Instructions to follow :: Please copy all of the entries exactly, but drop every picture.
Available data section start
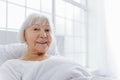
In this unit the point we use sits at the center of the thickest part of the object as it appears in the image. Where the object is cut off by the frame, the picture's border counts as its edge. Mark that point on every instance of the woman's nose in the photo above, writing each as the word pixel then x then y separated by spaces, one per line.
pixel 42 34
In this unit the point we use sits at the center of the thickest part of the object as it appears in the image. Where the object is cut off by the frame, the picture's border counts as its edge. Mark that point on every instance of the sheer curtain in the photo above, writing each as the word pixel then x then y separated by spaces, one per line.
pixel 100 57
pixel 113 31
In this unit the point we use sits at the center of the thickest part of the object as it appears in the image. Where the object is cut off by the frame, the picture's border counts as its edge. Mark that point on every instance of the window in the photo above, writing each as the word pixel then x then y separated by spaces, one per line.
pixel 70 22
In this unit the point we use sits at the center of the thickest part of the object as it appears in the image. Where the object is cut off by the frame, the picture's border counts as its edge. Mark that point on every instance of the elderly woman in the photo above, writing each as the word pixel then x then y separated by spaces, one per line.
pixel 37 63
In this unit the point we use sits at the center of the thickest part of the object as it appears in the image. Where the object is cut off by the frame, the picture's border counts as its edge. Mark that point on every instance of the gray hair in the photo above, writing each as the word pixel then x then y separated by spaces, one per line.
pixel 38 19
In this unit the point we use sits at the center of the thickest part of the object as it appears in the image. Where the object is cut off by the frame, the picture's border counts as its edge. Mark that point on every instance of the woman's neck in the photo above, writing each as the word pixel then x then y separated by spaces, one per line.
pixel 35 56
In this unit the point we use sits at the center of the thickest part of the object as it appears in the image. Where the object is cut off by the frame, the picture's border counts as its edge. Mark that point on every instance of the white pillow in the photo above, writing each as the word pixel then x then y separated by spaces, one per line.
pixel 11 51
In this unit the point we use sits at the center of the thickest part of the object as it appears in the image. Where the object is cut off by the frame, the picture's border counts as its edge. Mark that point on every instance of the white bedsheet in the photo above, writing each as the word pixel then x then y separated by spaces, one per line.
Available data section end
Answer area ::
In this unit the point we use sits at the center of the thickest part of the object as it appears in the image. Where the object is cut off by the frame, the picture's border counts as its edge. Mark that point on every instance of the woman's nose in the photo above, writing each as the word pixel then x then y separated by spaces, one per line.
pixel 42 34
In this unit the point we use sits at the center of the thickest part of the object as it appears in the image. Where the object is cut off by the frame, the picture's border counts as its edge. Mark that point on every instance of the sheer curtain in the photo above, writing each as the word pixel then x then y separated by spaces, one per line.
pixel 100 57
pixel 113 31
In this unit the point we use sits at the center of the thickest part of the object as it appears in the image. Where the object is cut off by the frame, the picture's border counts as its edge. Mark that point on every instance of the window in the photo above, writing each as the word pixel then x then y separated by spaces, one per line.
pixel 70 22
In this unit the point we use sits at the center of the thickest part of the object as it appears in the image. Where the object is cut off by the frame, the picture's border counts as its edge. Mark that point on every instance of the elderly woman in the photo above, writing each as the word pixel then x then y separated by spaces, one per line.
pixel 37 63
In this unit the point we use sits at the center of the thickest part of the object as it appears in the image. Where the object is cut off by the frame, the picture's border counts as its edge. Mark that point on every instance of the gray hair in the photo above, writing each as the word pixel then x then y separated by spaces, one per line.
pixel 38 19
In this unit the point we use sits at the center of the thickest part of the object as it appears in the image. Where the object is cut off by the frame, the picture's border counts as its edge. Mark that point on every instance of the woman's neck in the photo above, writing each as the word pixel then x then y separated by spaces, one per line.
pixel 35 56
In this unit the point we use sits at the center of the thickest part of the object as it appears in the image. Where the object is cut off by the frame, the picture's border counts as its edge. Mark that point on every instance of the white pillow in the photo above, writing each as the word pixel then x then y separated by spaces, one per line.
pixel 11 51
In this unit the point we use sits at the center of the thickest part of the object as it appears in the image. Where the object is cut off by the frame, the picture's border counts as its edge. Mark that point on every instance of the white bedsheet in the photo above, writing each as the word pixel then x then y separated by spaces, one per line.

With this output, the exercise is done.